| EXTRACTED DATA |
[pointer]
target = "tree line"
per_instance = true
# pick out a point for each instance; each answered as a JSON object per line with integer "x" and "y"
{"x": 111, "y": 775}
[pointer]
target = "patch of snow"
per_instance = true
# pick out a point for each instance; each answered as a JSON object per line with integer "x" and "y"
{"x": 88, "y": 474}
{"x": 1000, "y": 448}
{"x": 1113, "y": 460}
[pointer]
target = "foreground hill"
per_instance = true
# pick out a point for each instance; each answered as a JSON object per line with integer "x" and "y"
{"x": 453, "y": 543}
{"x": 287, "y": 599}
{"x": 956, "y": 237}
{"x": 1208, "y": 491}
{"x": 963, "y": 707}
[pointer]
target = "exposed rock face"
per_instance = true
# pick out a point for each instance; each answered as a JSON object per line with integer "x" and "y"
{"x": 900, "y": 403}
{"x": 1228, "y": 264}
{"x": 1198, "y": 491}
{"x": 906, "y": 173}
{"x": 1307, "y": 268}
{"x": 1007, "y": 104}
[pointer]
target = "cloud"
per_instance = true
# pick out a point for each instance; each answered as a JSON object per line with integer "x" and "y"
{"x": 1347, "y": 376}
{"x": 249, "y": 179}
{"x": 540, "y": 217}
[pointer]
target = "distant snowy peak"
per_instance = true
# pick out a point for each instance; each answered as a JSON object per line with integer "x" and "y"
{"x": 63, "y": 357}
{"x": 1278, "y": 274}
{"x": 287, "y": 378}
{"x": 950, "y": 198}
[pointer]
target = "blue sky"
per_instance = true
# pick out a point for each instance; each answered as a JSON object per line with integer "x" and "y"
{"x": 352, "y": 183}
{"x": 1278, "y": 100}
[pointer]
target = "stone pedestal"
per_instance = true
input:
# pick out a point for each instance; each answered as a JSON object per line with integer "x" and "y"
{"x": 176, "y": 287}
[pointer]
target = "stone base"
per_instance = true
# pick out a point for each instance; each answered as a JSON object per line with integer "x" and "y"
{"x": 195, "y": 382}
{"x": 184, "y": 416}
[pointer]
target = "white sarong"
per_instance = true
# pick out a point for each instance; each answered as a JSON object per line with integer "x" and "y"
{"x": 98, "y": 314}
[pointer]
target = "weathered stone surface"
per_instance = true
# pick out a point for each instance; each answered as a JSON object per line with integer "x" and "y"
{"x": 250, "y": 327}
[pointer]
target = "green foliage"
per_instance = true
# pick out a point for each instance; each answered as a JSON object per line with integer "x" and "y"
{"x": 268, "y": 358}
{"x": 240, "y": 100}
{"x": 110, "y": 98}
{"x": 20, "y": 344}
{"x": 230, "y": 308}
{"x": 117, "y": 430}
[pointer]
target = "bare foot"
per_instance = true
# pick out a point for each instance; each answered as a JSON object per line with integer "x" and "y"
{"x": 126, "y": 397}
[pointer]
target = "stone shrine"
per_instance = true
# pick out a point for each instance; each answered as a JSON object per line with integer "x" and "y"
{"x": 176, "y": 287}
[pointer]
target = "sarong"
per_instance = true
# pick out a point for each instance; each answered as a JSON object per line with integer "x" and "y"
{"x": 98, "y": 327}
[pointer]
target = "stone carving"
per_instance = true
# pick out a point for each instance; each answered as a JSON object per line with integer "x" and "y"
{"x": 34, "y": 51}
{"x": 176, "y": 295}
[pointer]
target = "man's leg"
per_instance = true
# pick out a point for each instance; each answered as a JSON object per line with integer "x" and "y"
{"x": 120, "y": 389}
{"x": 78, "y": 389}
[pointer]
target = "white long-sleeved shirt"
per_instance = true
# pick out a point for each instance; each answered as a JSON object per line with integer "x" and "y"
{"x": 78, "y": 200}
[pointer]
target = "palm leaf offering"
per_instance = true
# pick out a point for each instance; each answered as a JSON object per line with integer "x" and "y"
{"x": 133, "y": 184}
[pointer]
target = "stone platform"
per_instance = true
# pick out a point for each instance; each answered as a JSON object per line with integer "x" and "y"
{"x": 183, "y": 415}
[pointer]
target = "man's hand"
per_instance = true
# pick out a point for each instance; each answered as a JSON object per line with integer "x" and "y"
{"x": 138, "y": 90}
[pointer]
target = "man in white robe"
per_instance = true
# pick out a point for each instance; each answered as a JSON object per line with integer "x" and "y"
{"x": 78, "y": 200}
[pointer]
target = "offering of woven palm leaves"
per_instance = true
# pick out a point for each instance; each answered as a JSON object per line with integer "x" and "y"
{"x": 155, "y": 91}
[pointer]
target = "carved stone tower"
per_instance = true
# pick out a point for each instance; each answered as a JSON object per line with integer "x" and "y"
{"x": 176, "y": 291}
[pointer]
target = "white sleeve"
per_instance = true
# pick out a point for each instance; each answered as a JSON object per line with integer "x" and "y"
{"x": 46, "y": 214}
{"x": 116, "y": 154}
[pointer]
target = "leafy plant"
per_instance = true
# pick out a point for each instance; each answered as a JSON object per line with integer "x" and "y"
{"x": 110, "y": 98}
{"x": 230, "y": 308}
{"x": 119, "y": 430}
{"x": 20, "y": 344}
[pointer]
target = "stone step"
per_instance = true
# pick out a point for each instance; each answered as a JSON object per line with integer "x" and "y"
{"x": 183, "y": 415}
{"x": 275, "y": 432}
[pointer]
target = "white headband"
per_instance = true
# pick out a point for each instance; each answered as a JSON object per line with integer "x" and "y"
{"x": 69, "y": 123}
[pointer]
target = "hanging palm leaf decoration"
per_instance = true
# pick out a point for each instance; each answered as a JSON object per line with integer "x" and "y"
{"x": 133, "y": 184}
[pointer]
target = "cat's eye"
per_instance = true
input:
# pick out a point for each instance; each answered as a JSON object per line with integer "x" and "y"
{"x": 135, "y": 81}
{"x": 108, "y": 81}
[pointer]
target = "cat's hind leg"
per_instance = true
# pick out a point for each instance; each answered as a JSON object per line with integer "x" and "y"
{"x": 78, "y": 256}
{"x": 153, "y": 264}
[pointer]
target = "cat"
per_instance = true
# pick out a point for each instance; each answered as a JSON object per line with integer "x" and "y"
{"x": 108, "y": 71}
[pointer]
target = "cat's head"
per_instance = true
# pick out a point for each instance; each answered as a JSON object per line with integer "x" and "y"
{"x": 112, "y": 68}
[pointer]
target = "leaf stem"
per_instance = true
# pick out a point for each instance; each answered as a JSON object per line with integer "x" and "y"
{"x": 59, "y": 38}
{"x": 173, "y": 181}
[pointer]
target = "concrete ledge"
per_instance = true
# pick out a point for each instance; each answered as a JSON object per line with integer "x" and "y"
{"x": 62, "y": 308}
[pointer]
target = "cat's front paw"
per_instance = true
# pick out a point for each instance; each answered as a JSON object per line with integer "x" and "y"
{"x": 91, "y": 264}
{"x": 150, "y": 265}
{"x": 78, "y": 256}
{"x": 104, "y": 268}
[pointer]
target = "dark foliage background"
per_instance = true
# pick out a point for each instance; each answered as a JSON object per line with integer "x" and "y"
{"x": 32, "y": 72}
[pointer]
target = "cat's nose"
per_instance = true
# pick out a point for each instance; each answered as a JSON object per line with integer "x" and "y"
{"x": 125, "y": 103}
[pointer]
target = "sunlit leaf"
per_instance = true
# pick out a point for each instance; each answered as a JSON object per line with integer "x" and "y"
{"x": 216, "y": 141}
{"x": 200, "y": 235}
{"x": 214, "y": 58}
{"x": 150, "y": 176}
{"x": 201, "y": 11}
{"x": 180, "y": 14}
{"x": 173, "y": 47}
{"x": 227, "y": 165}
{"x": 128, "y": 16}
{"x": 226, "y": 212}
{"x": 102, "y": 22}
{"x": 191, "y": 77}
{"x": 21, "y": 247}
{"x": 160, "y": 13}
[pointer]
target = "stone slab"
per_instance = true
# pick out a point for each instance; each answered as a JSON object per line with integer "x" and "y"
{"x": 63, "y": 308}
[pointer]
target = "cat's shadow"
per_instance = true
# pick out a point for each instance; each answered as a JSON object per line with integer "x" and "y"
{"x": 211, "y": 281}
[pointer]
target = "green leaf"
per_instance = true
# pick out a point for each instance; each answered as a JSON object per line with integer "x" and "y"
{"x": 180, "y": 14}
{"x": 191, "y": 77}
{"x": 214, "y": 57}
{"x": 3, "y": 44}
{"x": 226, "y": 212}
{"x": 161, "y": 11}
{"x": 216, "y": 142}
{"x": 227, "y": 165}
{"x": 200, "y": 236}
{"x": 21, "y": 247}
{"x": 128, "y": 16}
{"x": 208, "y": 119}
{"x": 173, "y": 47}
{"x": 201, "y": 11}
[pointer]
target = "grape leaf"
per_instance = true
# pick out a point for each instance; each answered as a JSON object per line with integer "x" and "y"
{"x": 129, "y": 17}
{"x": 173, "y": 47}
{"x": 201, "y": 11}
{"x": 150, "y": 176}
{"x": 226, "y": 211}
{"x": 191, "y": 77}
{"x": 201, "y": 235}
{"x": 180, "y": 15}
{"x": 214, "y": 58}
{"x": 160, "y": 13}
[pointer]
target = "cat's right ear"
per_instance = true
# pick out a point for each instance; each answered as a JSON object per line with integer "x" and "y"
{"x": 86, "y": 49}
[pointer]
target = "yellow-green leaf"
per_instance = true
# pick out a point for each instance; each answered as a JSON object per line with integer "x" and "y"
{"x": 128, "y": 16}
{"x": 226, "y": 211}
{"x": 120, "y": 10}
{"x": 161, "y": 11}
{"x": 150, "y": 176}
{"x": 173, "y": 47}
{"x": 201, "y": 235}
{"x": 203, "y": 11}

| ABOUT THIS EXERCISE |
Please report all lines in the entries where "palm" appears.

| RESPONSE TO THIS EXERCISE |
target = "palm leaf offering"
target = "offering of woven palm leaves"
target = "hanging palm leaf decoration"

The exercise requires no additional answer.